Task description – Because the listing below is to be kept intact, restate all of it word for word.

********

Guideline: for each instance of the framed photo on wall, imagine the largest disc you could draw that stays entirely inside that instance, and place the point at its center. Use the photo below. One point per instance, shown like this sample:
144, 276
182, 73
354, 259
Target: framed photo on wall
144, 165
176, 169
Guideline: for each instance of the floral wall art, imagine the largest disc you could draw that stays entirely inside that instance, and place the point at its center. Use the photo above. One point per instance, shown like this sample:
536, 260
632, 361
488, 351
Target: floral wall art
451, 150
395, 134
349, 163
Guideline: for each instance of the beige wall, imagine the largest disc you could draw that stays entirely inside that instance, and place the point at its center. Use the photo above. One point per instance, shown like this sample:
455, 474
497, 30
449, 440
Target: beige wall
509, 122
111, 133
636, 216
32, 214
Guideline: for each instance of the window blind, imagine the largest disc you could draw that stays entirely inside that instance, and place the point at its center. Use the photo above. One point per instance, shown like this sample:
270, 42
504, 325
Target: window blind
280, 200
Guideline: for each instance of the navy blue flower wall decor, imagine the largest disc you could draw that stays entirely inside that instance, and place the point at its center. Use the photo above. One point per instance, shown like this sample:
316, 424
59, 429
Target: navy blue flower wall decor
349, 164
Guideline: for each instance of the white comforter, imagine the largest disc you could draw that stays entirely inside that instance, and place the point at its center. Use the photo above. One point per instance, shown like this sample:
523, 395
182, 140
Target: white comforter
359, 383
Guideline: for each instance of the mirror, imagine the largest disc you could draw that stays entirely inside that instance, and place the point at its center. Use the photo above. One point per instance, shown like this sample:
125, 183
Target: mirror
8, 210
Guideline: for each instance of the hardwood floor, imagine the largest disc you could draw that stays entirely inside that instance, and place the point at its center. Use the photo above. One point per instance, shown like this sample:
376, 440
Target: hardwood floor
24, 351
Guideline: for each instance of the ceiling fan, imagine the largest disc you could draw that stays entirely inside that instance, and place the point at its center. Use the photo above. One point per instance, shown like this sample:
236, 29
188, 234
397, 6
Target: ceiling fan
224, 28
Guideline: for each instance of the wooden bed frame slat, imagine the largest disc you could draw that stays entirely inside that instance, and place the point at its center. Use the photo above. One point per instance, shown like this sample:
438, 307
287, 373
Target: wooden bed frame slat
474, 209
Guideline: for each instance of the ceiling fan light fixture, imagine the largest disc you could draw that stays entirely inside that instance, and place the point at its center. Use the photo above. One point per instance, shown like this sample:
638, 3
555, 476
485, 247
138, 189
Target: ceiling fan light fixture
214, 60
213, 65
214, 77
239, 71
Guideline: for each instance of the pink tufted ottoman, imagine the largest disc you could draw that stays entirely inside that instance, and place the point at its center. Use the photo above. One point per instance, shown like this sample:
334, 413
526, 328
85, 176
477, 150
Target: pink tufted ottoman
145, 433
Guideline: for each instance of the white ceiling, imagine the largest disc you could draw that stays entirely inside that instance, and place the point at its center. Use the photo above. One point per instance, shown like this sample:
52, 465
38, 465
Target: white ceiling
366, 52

********

Problem solution –
Guideline: for each instance of the framed photo on wall, imagine the largest disc you could draw that stays entirely inside that instance, and place the point at its center. Use the photo below. One point per instance, shown like this sample:
144, 276
182, 73
354, 259
Target: framed photo on wall
144, 165
176, 169
Guideline: for each instance of the floral wall art, imagine the largest disc you could draw that stays entirely inside that instance, and place the point at its center. Use the photo above. One point per instance, shown like this sample:
536, 260
632, 361
488, 351
Target: floral wall art
451, 150
395, 134
349, 163
Guideline: for each instance of the beige wall, imagine the largest disc you could draw that stays entirely inside that instance, and place the point at its center. Use the photo above. One point per instance, shown like this sample:
455, 474
497, 30
449, 440
Target: beige wall
509, 122
111, 133
636, 216
32, 214
Guideline: for each instance of the window blind, imagine the largest disc you could draw that stays entirely inside that instance, and place the point at its center. Use the photo above. One point per instance, shown like this sample:
270, 42
504, 325
Target: window blind
280, 200
Guideline: for each instance of the navy blue flower wall decor, imagine the largest disc you could draw that stays entirely inside that instance, and place the point at its center. Use the photo above. One point per instance, shown like this sample:
316, 424
59, 429
Target: navy blue flower wall decor
349, 164
Guideline: for each instance of the white comforter, imagine the largest disc you could draw that stays entirely inside that instance, and place the point at its center. Use the photo above. One point per instance, shown like this sample:
523, 395
182, 140
Target: white comforter
359, 383
Guideline: for each instance of the mirror, imagine the largest disc you could draw that stays entirely inside that instance, and place the point at its center. Use the photo above. One point per instance, shown like this sample:
125, 183
Target: mirror
8, 210
Guideline: for each instance of the hardwood floor, imagine the largest disc you could draw that stays entirely inside that instance, and place the point at its center. Use the photo above. One point per instance, shown like this sample:
376, 440
Target: hardwood floor
24, 351
Guideline: for each instance of the ceiling fan, imagine the largest disc you could draw that stays entirely inside that instance, and place the point at its center. Use the photo above. One point per instance, shown like this sample:
236, 29
188, 234
397, 6
Target: ceiling fan
224, 28
Guideline: for each instance of the wooden bed frame slat, imagine the largest disc you could draw that stays entirely inside that instance, and place the point at its center. Use the photo above. One point per instance, shown like this sample:
438, 307
287, 373
Target: wooden bed frame slat
474, 209
Guideline: for each instance of the ceiling fan light fixture, imagine the largest disc you could draw that stays entirely inside that instance, and place the point at its center. Use the photo above. One point per instance, shown like this sample:
638, 3
555, 476
485, 247
138, 189
Target: ceiling fan light fixture
214, 60
213, 65
214, 77
239, 71
Guideline: for each instance of the pink tufted ottoman, imagine the largest disc you could draw that stays entirely inside that instance, and place the point at its center. Use the photo above. One point per instance, shown like this sample:
334, 413
526, 328
85, 176
477, 150
Target: pink tufted ottoman
145, 433
Guideline: for each instance of the white ceiling, imagine the largest disc you could draw that stays entirely inside that instance, and place the point at its center. Use the photo above. One point per instance, shown like this sample:
52, 465
38, 465
Target: white ceiling
366, 52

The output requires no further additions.